§ Extrait fourni:
"""

J’ai donc laissé tous mes nouveaux amis Canadiens de l’autre bord de la frontière avec environ une semaine qui restait (en théorie) pour revenir à la maison par les mythiques États-Unis. Comme la France, les États Unis me fascinent complètement, et à chaque fois que je visite je découvre des myriades de paysages nouveaux et d’atmosphères différentes. Après mes déboires à la frontières (le douanier a trouvé mon histoire un peu trop alternative) j’étais donc tout d’un coup dans l’état de Washington, à seulement une heure de Seattle. J’ai passé deux heures dans cette ville à me promener un tout petit peu du Chinatown au marché public en admirant la diversité frappante des quartiers et la vue irréelle du Mount Baker peinte een très gros sur l’horison bleu. J’ai dormi quelque part, et j’ai repris la route au tout petit matin alors que la brume était encore couchée, à destination de la côte Oregonienne, et, enfin! Portland, OR.

"""

§ Consigne A:
Quelles lignes contiennent la chaîne « ground » ? Sélectionnez-les toutes et recopiez-les.

§ Lignes:
"""

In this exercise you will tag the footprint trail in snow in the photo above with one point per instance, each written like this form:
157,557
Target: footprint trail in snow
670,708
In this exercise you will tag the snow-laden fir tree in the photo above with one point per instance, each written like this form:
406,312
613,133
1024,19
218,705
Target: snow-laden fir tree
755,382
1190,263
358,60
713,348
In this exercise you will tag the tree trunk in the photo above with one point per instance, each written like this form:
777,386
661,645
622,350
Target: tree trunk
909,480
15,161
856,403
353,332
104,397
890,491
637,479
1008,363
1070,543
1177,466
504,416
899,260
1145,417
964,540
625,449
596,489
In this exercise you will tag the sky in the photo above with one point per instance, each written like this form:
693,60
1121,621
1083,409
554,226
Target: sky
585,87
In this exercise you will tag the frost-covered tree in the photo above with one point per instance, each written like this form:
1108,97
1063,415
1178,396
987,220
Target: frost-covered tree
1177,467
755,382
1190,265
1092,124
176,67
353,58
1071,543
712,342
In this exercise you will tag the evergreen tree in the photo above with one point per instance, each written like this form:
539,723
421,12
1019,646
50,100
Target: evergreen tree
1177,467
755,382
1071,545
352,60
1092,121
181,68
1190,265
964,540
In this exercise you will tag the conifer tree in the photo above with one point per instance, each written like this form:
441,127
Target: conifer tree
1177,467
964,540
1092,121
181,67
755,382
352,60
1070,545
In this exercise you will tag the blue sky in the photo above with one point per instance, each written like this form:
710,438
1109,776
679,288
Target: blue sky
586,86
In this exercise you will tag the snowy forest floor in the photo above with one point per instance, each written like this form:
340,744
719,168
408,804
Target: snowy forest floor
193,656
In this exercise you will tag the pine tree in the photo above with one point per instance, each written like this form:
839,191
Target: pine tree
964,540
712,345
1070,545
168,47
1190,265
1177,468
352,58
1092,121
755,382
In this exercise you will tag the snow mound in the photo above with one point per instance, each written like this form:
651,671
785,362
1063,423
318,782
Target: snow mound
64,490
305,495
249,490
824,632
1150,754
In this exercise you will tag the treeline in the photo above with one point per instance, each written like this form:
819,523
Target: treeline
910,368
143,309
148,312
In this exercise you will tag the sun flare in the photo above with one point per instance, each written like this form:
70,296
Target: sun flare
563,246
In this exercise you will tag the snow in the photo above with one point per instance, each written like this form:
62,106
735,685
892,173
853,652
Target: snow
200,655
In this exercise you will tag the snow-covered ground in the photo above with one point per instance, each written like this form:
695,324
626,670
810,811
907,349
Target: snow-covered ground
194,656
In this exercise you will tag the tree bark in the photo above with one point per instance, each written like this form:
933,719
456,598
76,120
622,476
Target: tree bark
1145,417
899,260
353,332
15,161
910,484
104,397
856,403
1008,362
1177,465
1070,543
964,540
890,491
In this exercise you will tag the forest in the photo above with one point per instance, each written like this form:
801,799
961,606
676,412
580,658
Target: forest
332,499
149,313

"""
"""

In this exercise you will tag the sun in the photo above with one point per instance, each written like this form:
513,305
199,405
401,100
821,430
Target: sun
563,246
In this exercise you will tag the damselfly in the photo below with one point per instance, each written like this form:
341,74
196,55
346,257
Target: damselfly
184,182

"""

§ Consigne B:
Les affirmations suivantes concordent-elles avec l’extrait fourni ? Répondez par oui ou par non à chacune, en citant les mots décisifs de l’extrait. (i) Le séjour à Seattle a duré deux heures. (ii) Le douanier a jugé l’histoire racontée tout à fait crédible. (iii) La route a repris le soir, en direction de la côte de l’Oregon.

§ Réponse A:
In this exercise you will tag the snow-covered ground in the photo above with one point per instance, each written like this form:
Target: snow-covered ground

§ Réponse B:
(i) Oui : « J’ai passé deux heures dans cette ville ».
(ii) Non : « le douanier a trouvé mon histoire un peu trop alternative ».
(iii) Non : « j’ai repris la route au tout petit matin ».